[Task directions]:
Reproduce these lines in full, changing every "a point for each instance" to "one point per instance" and keeping everything else the same.

═════ Listed records

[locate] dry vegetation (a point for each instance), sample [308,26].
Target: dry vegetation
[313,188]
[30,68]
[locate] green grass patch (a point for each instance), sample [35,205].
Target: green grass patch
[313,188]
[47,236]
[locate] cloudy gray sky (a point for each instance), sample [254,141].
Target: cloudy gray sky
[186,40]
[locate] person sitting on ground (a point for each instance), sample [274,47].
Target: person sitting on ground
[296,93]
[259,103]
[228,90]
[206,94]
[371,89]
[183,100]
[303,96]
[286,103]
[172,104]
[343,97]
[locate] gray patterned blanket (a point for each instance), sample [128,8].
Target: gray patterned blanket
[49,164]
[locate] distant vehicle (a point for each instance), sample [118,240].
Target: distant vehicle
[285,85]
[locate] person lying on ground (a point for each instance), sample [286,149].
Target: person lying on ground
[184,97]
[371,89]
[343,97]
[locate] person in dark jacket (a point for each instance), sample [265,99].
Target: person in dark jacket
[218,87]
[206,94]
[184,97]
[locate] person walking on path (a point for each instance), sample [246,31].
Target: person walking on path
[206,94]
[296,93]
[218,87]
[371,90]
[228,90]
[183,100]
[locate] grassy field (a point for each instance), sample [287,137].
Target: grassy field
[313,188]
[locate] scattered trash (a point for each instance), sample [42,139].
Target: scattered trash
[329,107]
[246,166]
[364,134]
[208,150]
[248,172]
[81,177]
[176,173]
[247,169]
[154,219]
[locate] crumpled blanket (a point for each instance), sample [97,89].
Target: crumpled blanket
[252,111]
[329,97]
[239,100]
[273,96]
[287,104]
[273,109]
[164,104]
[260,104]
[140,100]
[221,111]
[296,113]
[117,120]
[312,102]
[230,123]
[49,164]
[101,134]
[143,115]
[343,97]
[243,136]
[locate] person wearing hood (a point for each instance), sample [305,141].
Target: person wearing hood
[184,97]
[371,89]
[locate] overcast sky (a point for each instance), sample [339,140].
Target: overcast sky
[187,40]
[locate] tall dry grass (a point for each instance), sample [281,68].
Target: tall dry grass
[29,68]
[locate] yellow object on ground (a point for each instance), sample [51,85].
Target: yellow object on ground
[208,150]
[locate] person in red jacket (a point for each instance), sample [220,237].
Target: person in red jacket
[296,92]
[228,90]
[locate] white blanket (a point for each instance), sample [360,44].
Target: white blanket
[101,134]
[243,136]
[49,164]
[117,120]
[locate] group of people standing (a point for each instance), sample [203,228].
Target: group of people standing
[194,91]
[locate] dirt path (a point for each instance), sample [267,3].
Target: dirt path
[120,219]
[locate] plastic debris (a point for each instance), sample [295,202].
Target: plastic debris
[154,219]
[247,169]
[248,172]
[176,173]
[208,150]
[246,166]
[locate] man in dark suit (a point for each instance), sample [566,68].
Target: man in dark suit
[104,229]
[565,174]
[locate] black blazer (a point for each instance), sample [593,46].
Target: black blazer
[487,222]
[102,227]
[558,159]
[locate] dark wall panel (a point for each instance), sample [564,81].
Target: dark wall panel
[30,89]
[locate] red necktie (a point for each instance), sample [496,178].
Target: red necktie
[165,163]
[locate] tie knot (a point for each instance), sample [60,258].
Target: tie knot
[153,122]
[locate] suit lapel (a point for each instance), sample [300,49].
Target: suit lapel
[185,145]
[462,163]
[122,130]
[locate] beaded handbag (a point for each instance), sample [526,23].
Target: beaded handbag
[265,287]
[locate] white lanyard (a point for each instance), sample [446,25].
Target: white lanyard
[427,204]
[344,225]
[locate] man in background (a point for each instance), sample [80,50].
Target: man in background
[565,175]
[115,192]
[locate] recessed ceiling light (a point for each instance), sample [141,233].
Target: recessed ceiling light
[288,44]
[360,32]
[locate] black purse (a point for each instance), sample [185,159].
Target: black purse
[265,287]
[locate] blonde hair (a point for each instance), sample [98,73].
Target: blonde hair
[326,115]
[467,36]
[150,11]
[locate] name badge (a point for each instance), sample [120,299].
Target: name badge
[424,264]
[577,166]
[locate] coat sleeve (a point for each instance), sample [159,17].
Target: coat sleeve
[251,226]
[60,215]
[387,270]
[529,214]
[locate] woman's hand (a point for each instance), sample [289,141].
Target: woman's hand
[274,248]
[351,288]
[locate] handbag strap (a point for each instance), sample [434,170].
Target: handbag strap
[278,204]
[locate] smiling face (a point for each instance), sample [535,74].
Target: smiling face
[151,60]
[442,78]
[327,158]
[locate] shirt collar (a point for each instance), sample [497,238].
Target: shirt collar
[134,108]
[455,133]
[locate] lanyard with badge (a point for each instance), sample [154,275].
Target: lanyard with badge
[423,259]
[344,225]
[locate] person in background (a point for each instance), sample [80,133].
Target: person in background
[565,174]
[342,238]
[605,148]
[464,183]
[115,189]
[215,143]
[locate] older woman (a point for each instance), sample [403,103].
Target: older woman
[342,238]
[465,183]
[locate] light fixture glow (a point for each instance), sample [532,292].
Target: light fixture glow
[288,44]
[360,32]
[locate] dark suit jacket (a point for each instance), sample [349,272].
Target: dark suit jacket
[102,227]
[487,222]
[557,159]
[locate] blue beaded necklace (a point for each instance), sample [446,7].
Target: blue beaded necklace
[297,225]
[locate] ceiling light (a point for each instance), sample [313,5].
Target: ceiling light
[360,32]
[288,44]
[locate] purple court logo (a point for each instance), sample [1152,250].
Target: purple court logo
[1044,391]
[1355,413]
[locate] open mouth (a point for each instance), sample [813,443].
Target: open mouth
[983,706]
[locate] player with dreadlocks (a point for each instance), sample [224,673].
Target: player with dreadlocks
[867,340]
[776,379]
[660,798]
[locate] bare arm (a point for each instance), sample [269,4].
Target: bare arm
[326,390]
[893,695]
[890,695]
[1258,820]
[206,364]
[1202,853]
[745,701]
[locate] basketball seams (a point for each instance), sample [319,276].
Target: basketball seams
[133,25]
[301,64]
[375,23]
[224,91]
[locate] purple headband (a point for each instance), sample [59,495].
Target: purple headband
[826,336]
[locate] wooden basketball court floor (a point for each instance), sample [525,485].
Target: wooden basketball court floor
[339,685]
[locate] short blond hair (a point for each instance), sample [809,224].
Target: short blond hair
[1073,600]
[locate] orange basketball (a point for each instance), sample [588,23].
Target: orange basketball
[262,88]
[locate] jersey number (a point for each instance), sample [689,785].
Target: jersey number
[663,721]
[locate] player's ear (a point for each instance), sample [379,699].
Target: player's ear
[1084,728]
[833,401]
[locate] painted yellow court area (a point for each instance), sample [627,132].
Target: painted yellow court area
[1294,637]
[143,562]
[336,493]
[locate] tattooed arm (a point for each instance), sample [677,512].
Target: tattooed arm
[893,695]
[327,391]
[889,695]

══════════

[Answer for the task]:
[locate] dry vegetation (one point per instance), sample [308,26].
Target: dry vegetation
[313,188]
[30,68]
[locate] green grass patch (one point per instance), sample [35,205].
Target: green grass patch
[313,188]
[47,236]
[locate] cloudy gray sky (one point per instance), sample [254,141].
Target: cloudy gray sky
[186,40]
[locate] person sitting on ground (one point per instance), sample [274,47].
Target: person sitting on ground
[296,93]
[259,103]
[228,90]
[206,94]
[371,89]
[183,100]
[303,96]
[286,103]
[172,104]
[343,97]
[locate] gray patterned blanket (one point per instance), sample [128,8].
Target: gray patterned blanket
[49,164]
[locate] distant vehicle (one point per instance), sample [118,240].
Target: distant vehicle
[285,85]
[locate] person lying on ground (one point per instance), sample [286,149].
Target: person lying on ground
[184,97]
[371,89]
[343,97]
[locate] person in dark jacket (one point per instance), sample [265,99].
Target: person in dark jacket
[218,87]
[206,94]
[184,97]
[locate] person walking on path (one point per instance), sample [246,31].
Target: person walking on path
[206,94]
[296,93]
[218,87]
[371,90]
[228,90]
[183,100]
[locate] grassy field (one point per instance), sample [287,137].
Target: grassy field
[313,188]
[locate] scattered trash (one point per instance), sample [42,139].
Target: scattered trash
[329,107]
[246,166]
[364,134]
[208,150]
[248,172]
[81,177]
[176,173]
[247,169]
[154,219]
[locate] crumpled blanket (one point per instance), sample [97,89].
Target: crumpled blanket
[252,111]
[329,97]
[239,100]
[273,96]
[287,104]
[273,109]
[164,104]
[260,104]
[140,100]
[221,111]
[296,113]
[117,120]
[312,102]
[230,123]
[49,164]
[101,134]
[143,115]
[343,97]
[243,136]
[locate] person wearing hood (one point per instance), sample [305,141].
Target: person wearing hood
[184,97]
[371,89]
[locate] overcast sky (one point per instance), sample [339,140].
Target: overcast sky
[187,40]
[locate] tall dry grass (one point per instance), sample [281,68].
Target: tall dry grass
[29,68]
[locate] yellow object on ground (one point per instance), sample [51,85].
Target: yellow object on ground
[208,150]
[locate] person in red jacket (one point per instance), sample [220,237].
Target: person in red jacket
[296,92]
[228,90]
[locate] white blanket (one point per instance), sample [360,44].
Target: white blanket
[101,134]
[243,136]
[49,164]
[117,120]
[locate] group of people standing (one point per instance), sample [203,228].
Target: group of people standing
[194,91]
[locate] dirt path (one point per instance), sample [267,3].
Target: dirt path
[120,219]
[locate] plastic debris (one point per instance), sample [295,202].
Target: plastic debris
[154,219]
[247,169]
[248,172]
[176,173]
[208,150]
[246,166]
[locate] man in dark suit (one point per instance), sample [566,68].
Target: man in dark suit
[104,229]
[565,174]
[locate] black blazer (one point per instance), sample [593,46].
Target: black blazer
[487,222]
[102,227]
[558,159]
[locate] dark wall panel (one point per instance), sample [564,81].
Target: dark wall panel
[30,89]
[locate] red necktie (one point per instance), sample [496,178].
Target: red necktie
[165,163]
[locate] tie knot (one point per instance), sample [60,258].
Target: tie knot
[153,122]
[locate] suit lapel (one point per instance), sample [300,49].
Target: suit lapel
[185,145]
[462,163]
[122,130]
[locate] beaded handbag (one point per instance), sample [526,23].
Target: beaded handbag
[265,287]
[locate] white lanyard (one point per instance), sample [446,25].
Target: white lanyard
[427,204]
[344,225]
[locate] man in background (one point per instance), sample [80,50].
Target: man in background
[565,175]
[115,192]
[locate] recessed ceiling light (one point per instance), sample [141,233].
Target: recessed ceiling light
[288,44]
[360,32]
[locate] black purse (one point per instance), sample [185,159].
Target: black purse
[265,287]
[locate] blonde hair (one point per instance), sample [98,73].
Target: blonde hair
[326,115]
[467,36]
[150,11]
[locate] name badge (one point per instance), sample [120,299].
Target: name badge
[424,264]
[577,166]
[locate] coat sleeve (one point per instance), sample [159,17].
Target: coat sleeve
[251,226]
[60,215]
[387,270]
[529,214]
[locate] woman's hand (one point per instance), sample [289,141].
Target: woman's hand
[274,248]
[351,288]
[locate] handbag strap (one point per instance), sample [434,170].
Target: handbag strap
[278,204]
[locate] smiling face (one point per instance), sample [535,74].
Target: smiling face
[151,60]
[442,78]
[327,158]
[locate] shirt collar (one point per instance), sample [497,238].
Target: shirt collar
[134,108]
[455,133]
[locate] lanyard with badge (one point per instance), sample [154,275].
Target: lanyard with badge
[423,259]
[344,225]
[locate] person in background (one point per instance), sample [80,133].
Target: person in background
[565,174]
[342,238]
[605,148]
[464,183]
[115,189]
[215,143]
[locate] older woman (one point per instance), sample [403,103].
Target: older woman
[342,238]
[465,183]
[locate] light fixture glow (one point per instance), sample [532,292].
Target: light fixture glow
[288,44]
[360,32]
[locate] dark suit jacket (one point per instance), sample [349,272].
Target: dark suit jacket
[102,227]
[487,222]
[557,159]
[locate] blue beaded necklace (one point per instance), sample [446,7].
Target: blue beaded necklace
[297,225]
[locate] ceiling light (one point per instance), sample [313,5].
Target: ceiling light
[360,32]
[288,44]
[locate] purple court logo (one point per instance), sample [1152,250].
Target: purple court logo
[1044,391]
[1355,413]
[locate] open mouth (one point per instance), sample [813,443].
Target: open mouth
[983,706]
[locate] player with dreadlocks (one point per instance), sample [224,673].
Target: player with dreadlocks
[867,340]
[776,379]
[660,798]
[locate] bare arm (one point per instance), sample [269,4].
Target: bare arm
[326,390]
[893,695]
[890,695]
[1258,820]
[206,364]
[1202,853]
[745,701]
[locate] basketball seams (one point per instance), sample [319,276].
Target: basketball seams
[133,25]
[301,64]
[375,23]
[224,91]
[locate] purple headband (one point per instance), sample [59,495].
Target: purple headband
[826,336]
[locate] wooden basketball court floor (one point per instance), sample [525,485].
Target: wooden basketball court floor
[339,685]
[locate] short blond hair (one point per instance), sample [809,224].
Target: short blond hair
[1073,600]
[locate] orange basketball (one point per instance), sample [588,23].
Target: orange basketball
[262,88]
[locate] jersey number (one point per instance), sample [689,785].
Target: jersey number
[663,721]
[locate] player's ear (one point per instance), sample [379,699].
Target: player's ear
[1084,728]
[833,401]
[locate] painted yellow court area (one point per instance), sample [627,132].
Target: painted yellow court area
[1294,637]
[143,562]
[336,493]
[locate] tattooed arm (one point per instance), sample [677,512].
Target: tattooed arm
[893,695]
[327,391]
[889,695]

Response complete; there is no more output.